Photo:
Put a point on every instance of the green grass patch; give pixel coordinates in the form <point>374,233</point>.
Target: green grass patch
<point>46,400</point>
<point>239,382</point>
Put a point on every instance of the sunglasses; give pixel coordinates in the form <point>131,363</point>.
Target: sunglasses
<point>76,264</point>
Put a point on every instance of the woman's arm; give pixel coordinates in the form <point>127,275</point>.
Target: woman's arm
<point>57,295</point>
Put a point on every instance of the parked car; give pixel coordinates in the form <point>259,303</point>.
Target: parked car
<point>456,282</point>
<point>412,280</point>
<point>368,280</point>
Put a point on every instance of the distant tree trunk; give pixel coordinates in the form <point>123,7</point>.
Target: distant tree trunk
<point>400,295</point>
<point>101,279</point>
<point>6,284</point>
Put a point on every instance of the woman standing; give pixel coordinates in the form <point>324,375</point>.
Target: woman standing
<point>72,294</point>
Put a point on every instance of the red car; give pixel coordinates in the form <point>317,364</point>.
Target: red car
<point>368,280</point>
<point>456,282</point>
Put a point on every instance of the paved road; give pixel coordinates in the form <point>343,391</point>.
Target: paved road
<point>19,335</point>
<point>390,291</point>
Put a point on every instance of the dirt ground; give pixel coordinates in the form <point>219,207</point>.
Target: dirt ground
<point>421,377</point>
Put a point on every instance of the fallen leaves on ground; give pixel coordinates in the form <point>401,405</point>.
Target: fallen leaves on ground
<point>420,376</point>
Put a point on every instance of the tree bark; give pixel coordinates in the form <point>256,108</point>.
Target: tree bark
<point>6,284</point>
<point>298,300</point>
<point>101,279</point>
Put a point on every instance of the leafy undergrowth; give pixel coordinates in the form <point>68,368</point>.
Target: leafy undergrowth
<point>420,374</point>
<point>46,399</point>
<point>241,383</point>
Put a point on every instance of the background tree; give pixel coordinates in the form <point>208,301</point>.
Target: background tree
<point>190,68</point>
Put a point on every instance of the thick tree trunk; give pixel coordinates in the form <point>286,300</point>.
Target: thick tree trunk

**TASK TO CARRY OUT**
Repeat all of the items above, putting "point coordinates" in place of "pixel coordinates" wherever it occurs. Leave everything else unchanged.

**SOLUTION**
Photo:
Put a point on every instance of the green grass patch; give point coordinates in the form <point>374,233</point>.
Target: green grass patch
<point>46,400</point>
<point>239,382</point>
Put a point on every instance of the sunglasses; give point coordinates in the form <point>131,363</point>.
Target: sunglasses
<point>76,264</point>
Put a point on every instance of the woman's arm; give point coordinates in the form <point>127,275</point>.
Target: woman's arm
<point>57,295</point>
Put a point on every instance of the parked car; give point coordinates in the form <point>259,303</point>.
Target: parked car
<point>456,282</point>
<point>412,280</point>
<point>368,280</point>
Put a point on every instance of the distant tree trunk; give point coordinates in the form <point>123,7</point>.
Target: distant tree trunk
<point>400,295</point>
<point>101,279</point>
<point>6,284</point>
Put a point on every instance of the woman standing; give point coordinates in the form <point>324,375</point>.
Target: woman standing
<point>72,294</point>
Put a point on every instance of the red car; give point coordinates in the form <point>317,364</point>.
Target: red car
<point>368,280</point>
<point>456,282</point>
Put a point on every instance of the paved road; give point coordinates in the form <point>343,391</point>.
Target: paved road
<point>19,335</point>
<point>390,291</point>
Put a point on every instance of the dirt ground; give point coordinates in the form <point>219,207</point>.
Target: dirt ground
<point>421,377</point>
Put a point on every instance of the fallen leaves on ground; give point coordinates in the form <point>401,405</point>.
Target: fallen leaves on ground
<point>420,376</point>
Put a point on every instance of the tree bark; give point coordinates in the form <point>256,108</point>.
Target: tree bark
<point>6,284</point>
<point>298,300</point>
<point>101,279</point>
Put a point on every instance of the leafy undergrowth; give point coordinates in the form <point>68,368</point>.
Target: leafy undergrowth
<point>420,374</point>
<point>46,399</point>
<point>241,383</point>
Put a point on every instance of the background tree; give point coordinates in the form <point>208,301</point>.
Target: background tree
<point>190,68</point>
Put a point on every instance of the thick tree trunk; give point coordinates in the form <point>286,300</point>.
Target: thick tree trunk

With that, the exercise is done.